DATA RECORDS below:

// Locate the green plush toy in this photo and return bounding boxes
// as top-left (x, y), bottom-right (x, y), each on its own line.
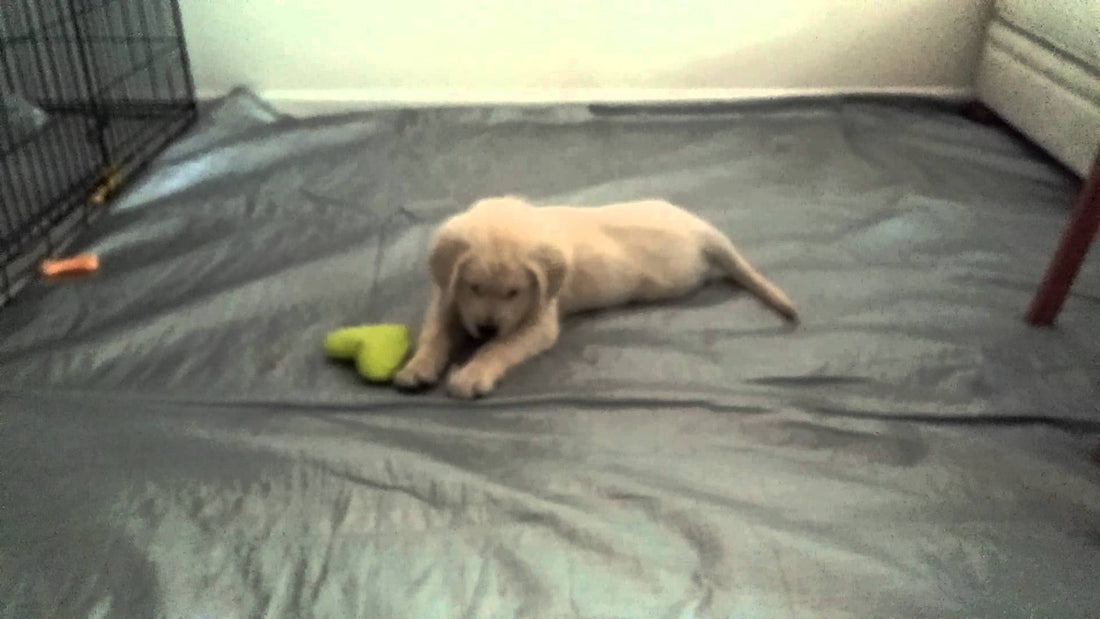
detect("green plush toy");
top-left (323, 324), bottom-right (411, 383)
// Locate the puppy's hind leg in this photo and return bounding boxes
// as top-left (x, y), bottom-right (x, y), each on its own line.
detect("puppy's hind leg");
top-left (701, 228), bottom-right (798, 322)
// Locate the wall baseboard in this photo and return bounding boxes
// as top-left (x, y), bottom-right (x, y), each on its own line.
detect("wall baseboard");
top-left (197, 86), bottom-right (974, 117)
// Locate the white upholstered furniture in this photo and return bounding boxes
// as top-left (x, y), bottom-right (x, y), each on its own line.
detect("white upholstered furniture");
top-left (975, 0), bottom-right (1100, 177)
top-left (974, 0), bottom-right (1100, 325)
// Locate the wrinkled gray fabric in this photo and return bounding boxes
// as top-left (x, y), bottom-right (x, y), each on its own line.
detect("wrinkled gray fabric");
top-left (0, 92), bottom-right (49, 149)
top-left (1, 90), bottom-right (1099, 618)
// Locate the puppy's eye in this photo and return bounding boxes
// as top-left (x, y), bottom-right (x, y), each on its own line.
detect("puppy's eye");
top-left (470, 284), bottom-right (482, 295)
top-left (505, 288), bottom-right (519, 299)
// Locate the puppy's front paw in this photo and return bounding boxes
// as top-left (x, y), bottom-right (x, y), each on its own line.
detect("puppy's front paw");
top-left (446, 363), bottom-right (499, 400)
top-left (394, 353), bottom-right (444, 391)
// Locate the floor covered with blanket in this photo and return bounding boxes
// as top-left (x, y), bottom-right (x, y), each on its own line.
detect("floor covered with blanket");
top-left (2, 91), bottom-right (1099, 617)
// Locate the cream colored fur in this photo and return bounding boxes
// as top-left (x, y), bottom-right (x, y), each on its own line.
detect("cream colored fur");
top-left (395, 196), bottom-right (798, 399)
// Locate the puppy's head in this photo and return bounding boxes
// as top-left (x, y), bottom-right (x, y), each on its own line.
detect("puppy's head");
top-left (429, 202), bottom-right (566, 339)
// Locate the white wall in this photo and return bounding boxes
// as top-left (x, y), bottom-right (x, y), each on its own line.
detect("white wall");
top-left (181, 0), bottom-right (994, 115)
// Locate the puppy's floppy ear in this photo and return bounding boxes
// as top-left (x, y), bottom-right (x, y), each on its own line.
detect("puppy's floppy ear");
top-left (525, 244), bottom-right (567, 301)
top-left (428, 228), bottom-right (469, 292)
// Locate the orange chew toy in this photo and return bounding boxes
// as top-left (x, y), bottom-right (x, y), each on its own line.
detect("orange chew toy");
top-left (40, 253), bottom-right (99, 277)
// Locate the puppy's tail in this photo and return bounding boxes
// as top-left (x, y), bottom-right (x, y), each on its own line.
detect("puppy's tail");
top-left (703, 230), bottom-right (799, 323)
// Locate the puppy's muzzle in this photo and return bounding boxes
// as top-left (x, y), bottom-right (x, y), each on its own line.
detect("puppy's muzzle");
top-left (475, 323), bottom-right (498, 339)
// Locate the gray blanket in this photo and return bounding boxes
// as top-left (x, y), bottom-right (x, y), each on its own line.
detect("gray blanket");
top-left (2, 91), bottom-right (1099, 618)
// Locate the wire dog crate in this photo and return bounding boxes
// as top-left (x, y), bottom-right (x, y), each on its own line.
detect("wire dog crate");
top-left (1, 0), bottom-right (196, 306)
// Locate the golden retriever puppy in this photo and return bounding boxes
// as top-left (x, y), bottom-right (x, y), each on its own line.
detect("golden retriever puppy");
top-left (395, 196), bottom-right (797, 399)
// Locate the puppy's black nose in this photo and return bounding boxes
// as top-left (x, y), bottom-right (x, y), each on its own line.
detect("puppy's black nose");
top-left (476, 323), bottom-right (498, 339)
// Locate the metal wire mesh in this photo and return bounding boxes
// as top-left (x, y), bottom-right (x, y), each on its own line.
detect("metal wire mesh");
top-left (1, 0), bottom-right (196, 306)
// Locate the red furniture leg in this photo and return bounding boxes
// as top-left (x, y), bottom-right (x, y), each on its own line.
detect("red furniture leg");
top-left (1026, 152), bottom-right (1100, 326)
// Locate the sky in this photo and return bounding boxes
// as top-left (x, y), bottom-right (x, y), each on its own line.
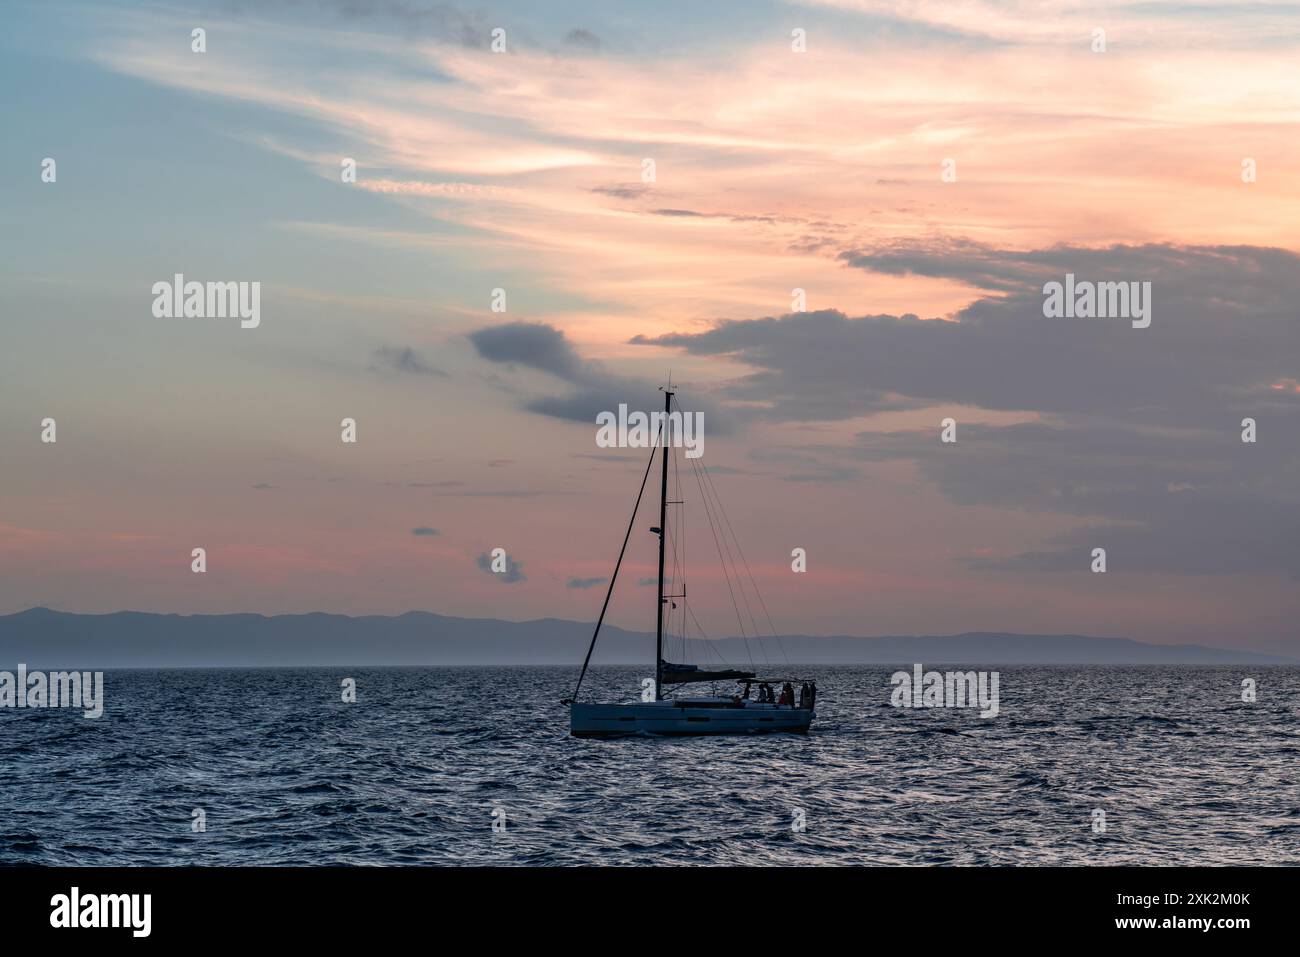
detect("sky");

End of DATA RECORDS.

WHAT NEEDS TO BE DONE
Copy the whole of the material above exactly, but not its images.

ANSWER BELOW
// Locate the green plush toy in this photo and return bounding boxes
// as top-left (x, y), bottom-right (x, y), each on its own line.
detect("green plush toy");
top-left (323, 324), bottom-right (411, 383)
// Locate the puppy's hind leg in this photo and return bounding boxes
// as top-left (x, y), bottom-right (x, y), each on its own line.
detect("puppy's hind leg");
top-left (701, 228), bottom-right (798, 322)
// Locate the wall baseboard in this photo and return bounding boxes
// as top-left (x, y), bottom-right (x, y), each on its own line.
detect("wall baseboard");
top-left (197, 86), bottom-right (974, 117)
// Locate the white upholstered furniture in this photo and return bounding boxes
// as top-left (x, y), bottom-right (x, y), each on its own line.
detect("white upholstered furniture");
top-left (975, 0), bottom-right (1100, 177)
top-left (974, 0), bottom-right (1100, 325)
// Locate the wrinkled gray fabric in this photo and return bounding boxes
// as top-left (x, y), bottom-right (x, y), each on its own line.
detect("wrinkled gray fabric");
top-left (0, 92), bottom-right (49, 149)
top-left (1, 90), bottom-right (1099, 618)
// Locate the puppy's eye in this photo and return bounding boxes
// as top-left (x, y), bottom-right (x, y), each on its own line.
detect("puppy's eye");
top-left (470, 284), bottom-right (482, 295)
top-left (505, 288), bottom-right (519, 299)
// Locate the puppy's front paw in this photo and return bounding boxes
// as top-left (x, y), bottom-right (x, y), each on its own line.
detect("puppy's front paw");
top-left (446, 363), bottom-right (499, 400)
top-left (394, 353), bottom-right (444, 391)
// Locate the floor covered with blanket in this photo and return bounding boxes
// as top-left (x, y), bottom-right (x, y), each on its own line.
detect("floor covered with blanket");
top-left (2, 91), bottom-right (1099, 617)
// Locate the cream colored fur in this photo and return bounding boxes
// as top-left (x, y), bottom-right (x, y), each on its own line.
detect("cream colored fur");
top-left (395, 196), bottom-right (798, 399)
// Locate the puppy's head in this photo and return bounding boxes
// as top-left (x, y), bottom-right (x, y), each on its own line.
detect("puppy's head");
top-left (429, 202), bottom-right (566, 339)
// Locate the white wall in this photo and return bounding boxes
// as top-left (x, y), bottom-right (x, y), each on its own line.
detect("white wall");
top-left (181, 0), bottom-right (994, 115)
// Locate the puppy's floppy ear in this photo and return bounding boxes
// as top-left (x, y), bottom-right (x, y), each on its own line.
detect("puppy's floppy ear");
top-left (525, 244), bottom-right (567, 301)
top-left (428, 228), bottom-right (469, 292)
// Locate the orange chew toy in this photo and return bounding boxes
// as top-left (x, y), bottom-right (x, y), each on its own line.
detect("orange chew toy");
top-left (40, 253), bottom-right (99, 277)
// Locate the puppy's tail in this photo and return bounding boxes
// as top-left (x, y), bottom-right (x, y), each on its own line.
detect("puppy's tail");
top-left (703, 230), bottom-right (799, 323)
// Locate the puppy's muzzle in this photo and return bounding boxes
// as top-left (x, y), bottom-right (x, y), each on its own line.
detect("puppy's muzzle");
top-left (475, 323), bottom-right (498, 339)
// Locate the gray blanket in this photo and return bounding boxes
// as top-left (x, y), bottom-right (x, y), each on its own line.
detect("gray blanket");
top-left (2, 91), bottom-right (1099, 618)
// Locate the wire dog crate in this photo and return bounding boxes
// as top-left (x, y), bottom-right (x, y), each on its own line.
detect("wire dog crate");
top-left (1, 0), bottom-right (196, 306)
// Locate the golden retriever puppy in this photo and return bounding boxes
// as top-left (x, y), bottom-right (x, y), each on its own line.
detect("golden retriever puppy");
top-left (395, 196), bottom-right (797, 399)
// Locate the puppy's black nose in this photo and return bounding boxes
// as top-left (x, y), bottom-right (x, y), each on its own line.
detect("puppy's black nose");
top-left (476, 323), bottom-right (498, 339)
// Locate the metal wire mesh in this photo and return bounding boxes
// as top-left (x, y), bottom-right (x, y), each on its own line.
detect("metal wire mesh");
top-left (1, 0), bottom-right (196, 306)
// Locate the red furniture leg in this photo and return bounding boxes
// as top-left (x, y), bottom-right (x, y), each on its own line.
detect("red furniture leg");
top-left (1026, 152), bottom-right (1100, 326)
// Locate the sky in this photo and return bounding boxes
// as top-left (x, y), bottom-right (x, y), each on its own line.
detect("sky");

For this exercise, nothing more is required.